Input data
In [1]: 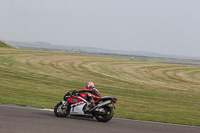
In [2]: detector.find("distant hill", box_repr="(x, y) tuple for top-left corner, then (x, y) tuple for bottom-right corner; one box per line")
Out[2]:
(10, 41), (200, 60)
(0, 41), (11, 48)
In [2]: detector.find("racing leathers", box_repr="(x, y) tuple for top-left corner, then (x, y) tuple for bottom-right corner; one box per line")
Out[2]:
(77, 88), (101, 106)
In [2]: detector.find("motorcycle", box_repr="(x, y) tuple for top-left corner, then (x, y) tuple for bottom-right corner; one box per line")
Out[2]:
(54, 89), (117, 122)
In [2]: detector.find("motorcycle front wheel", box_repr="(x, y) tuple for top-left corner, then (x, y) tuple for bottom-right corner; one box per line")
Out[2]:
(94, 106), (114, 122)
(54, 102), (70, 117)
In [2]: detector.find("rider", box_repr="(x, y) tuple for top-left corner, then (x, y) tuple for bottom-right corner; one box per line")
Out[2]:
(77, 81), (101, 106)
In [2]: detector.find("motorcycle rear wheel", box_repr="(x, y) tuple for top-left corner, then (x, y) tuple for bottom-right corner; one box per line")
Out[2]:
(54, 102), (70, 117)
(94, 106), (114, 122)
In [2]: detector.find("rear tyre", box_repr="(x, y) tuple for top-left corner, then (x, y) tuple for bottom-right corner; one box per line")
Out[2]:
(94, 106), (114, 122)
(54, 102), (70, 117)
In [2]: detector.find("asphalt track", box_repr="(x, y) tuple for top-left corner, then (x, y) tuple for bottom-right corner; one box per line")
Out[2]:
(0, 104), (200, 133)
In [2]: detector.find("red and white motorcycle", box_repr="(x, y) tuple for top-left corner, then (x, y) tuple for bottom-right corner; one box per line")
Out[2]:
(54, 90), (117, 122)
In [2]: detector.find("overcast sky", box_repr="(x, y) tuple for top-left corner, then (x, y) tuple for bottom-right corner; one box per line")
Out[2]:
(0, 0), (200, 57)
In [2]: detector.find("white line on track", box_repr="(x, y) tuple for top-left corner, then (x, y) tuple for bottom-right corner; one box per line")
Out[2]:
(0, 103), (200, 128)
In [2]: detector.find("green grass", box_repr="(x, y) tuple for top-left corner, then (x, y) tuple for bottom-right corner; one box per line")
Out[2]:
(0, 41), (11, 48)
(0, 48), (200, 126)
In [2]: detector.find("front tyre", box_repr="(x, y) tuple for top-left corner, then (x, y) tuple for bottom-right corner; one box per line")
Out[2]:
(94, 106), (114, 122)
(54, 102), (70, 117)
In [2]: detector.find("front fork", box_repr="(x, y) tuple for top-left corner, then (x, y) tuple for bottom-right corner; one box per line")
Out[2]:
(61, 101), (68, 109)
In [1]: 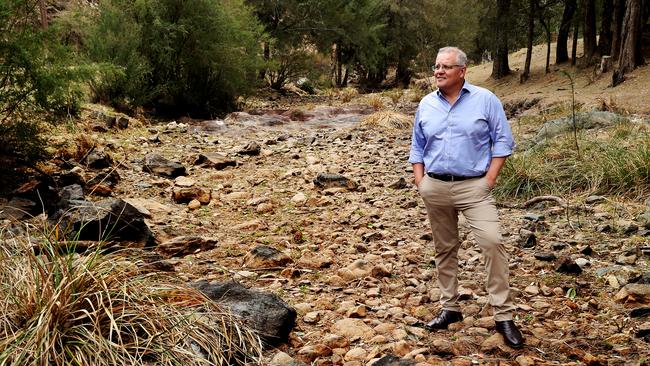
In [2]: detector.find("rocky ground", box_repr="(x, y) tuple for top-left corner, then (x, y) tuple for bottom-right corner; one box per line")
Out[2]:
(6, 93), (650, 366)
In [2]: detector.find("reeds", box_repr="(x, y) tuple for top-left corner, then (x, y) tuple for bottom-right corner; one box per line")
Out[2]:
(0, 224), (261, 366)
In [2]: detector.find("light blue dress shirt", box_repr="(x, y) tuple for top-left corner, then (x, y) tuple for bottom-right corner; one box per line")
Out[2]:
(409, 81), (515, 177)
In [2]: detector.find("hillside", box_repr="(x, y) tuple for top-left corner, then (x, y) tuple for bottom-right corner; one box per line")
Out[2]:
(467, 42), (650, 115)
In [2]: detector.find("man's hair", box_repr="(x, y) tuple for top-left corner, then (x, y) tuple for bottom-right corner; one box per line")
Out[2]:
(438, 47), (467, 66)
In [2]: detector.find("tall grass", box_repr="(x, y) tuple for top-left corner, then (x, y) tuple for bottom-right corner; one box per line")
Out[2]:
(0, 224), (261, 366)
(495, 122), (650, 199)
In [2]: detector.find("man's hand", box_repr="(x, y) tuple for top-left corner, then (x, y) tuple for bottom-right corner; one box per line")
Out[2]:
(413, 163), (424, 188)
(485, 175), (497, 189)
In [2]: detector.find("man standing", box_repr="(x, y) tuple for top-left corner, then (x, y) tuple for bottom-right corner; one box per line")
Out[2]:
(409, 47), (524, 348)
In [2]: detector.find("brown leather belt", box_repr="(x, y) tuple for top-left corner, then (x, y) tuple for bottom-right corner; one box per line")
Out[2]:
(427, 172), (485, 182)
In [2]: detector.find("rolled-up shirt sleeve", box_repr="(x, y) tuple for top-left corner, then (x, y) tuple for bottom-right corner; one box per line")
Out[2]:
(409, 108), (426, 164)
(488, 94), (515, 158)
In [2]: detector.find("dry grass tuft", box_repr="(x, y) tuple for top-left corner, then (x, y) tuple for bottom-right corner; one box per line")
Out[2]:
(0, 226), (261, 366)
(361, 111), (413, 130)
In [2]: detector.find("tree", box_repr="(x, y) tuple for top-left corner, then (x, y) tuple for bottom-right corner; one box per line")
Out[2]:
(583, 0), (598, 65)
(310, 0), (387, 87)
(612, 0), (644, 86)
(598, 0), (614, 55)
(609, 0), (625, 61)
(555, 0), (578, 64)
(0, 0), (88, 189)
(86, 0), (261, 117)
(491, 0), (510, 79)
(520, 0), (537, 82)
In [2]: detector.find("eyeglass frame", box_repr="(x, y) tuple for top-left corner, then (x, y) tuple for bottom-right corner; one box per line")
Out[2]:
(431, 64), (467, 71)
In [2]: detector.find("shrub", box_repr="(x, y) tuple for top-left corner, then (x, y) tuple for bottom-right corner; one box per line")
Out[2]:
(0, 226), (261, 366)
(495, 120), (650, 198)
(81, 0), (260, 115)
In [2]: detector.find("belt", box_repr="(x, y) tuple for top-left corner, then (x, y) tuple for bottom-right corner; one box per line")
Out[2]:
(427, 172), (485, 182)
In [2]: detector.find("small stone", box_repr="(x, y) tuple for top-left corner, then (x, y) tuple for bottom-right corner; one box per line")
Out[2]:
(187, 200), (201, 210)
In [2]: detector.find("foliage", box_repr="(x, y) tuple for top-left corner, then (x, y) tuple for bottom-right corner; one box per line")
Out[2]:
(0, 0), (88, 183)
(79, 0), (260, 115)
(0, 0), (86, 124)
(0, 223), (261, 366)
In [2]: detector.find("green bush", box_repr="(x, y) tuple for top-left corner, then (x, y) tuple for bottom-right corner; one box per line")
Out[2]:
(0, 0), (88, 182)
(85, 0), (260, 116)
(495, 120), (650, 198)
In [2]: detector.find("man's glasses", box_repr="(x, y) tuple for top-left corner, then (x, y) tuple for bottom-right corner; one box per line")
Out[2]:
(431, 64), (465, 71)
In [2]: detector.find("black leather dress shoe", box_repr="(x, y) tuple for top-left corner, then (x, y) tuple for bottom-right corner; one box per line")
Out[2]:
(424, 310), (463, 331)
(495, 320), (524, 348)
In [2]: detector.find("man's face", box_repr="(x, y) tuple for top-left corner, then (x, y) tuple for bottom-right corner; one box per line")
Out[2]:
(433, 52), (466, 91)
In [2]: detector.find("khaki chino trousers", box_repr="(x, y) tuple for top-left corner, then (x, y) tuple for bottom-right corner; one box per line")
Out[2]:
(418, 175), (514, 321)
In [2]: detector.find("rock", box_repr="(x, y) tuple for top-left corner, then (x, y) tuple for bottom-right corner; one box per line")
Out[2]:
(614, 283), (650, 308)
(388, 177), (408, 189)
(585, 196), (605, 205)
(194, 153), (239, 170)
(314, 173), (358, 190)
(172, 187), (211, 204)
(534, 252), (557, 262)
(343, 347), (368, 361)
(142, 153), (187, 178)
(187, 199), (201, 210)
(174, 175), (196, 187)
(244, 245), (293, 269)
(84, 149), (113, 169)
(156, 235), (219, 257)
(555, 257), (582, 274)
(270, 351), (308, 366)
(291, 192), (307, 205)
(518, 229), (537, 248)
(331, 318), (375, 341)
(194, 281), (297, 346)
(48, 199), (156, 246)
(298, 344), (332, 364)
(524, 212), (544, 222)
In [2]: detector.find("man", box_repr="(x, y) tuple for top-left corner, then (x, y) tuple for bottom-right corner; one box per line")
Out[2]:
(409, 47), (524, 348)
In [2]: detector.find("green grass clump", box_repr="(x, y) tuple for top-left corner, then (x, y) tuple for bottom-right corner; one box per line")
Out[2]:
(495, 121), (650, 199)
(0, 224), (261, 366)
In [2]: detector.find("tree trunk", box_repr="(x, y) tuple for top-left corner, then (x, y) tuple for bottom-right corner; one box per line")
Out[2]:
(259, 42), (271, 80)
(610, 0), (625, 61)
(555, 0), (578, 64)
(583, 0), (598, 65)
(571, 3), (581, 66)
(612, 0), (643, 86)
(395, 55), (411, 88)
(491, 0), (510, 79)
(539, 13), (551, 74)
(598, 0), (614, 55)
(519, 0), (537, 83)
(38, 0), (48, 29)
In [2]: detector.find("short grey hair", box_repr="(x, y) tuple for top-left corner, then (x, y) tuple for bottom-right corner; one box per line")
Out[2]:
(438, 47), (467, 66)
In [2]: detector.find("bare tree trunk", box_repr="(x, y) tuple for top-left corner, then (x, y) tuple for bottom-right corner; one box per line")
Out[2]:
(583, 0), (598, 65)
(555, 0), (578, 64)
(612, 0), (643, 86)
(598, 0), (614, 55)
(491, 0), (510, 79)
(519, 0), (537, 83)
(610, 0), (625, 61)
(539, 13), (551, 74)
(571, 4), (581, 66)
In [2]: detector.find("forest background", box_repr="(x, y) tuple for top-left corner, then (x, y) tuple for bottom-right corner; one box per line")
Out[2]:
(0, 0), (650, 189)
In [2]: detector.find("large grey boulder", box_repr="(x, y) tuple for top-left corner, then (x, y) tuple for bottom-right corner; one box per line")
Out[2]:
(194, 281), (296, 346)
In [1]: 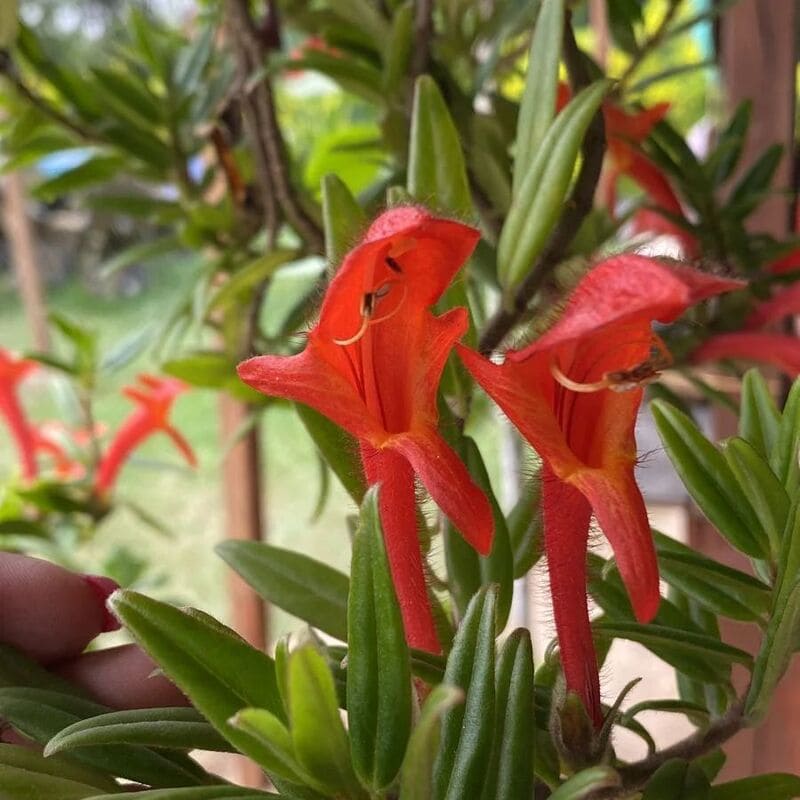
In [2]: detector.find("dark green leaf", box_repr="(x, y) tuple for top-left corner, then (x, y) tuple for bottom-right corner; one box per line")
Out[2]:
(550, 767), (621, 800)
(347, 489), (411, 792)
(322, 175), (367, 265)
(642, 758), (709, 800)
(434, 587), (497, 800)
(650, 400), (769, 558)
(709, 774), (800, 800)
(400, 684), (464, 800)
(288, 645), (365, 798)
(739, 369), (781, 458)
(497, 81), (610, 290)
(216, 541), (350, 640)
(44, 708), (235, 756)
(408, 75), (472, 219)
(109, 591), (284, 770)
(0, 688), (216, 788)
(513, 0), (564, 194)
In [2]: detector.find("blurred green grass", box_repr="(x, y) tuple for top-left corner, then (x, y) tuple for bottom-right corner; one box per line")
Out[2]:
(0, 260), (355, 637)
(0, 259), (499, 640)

What to do
Rewrite the listing from its first line through the line containing "(54, 89), (117, 122)", both ends included and the detector calls kept, offsetting every box coordinate in the outputs by -124. Leave the pictures out.

Task result
In [1]: 
In [2]: detector.find("distant hill", box_repr="(x, y) tuple for top-left corner, then (x, y) tuple for bottom-right corner; one box per line")
Out[2]:
(-114, -83), (76, -64)
(-124, -83), (-113, -76)
In [2]: detector.find("racing leathers", box_repr="(x, y) tuple for top-left corner, then (x, y) tuple for bottom-right corner; one box per line")
Out[2]:
(-47, -36), (-23, -18)
In [2]: detector.find("motorcycle", box_repr="(x, y) tuple for top-left corner, then (x, y) tuple for bottom-right corner; one box per line")
Out[2]:
(-70, -35), (-7, -2)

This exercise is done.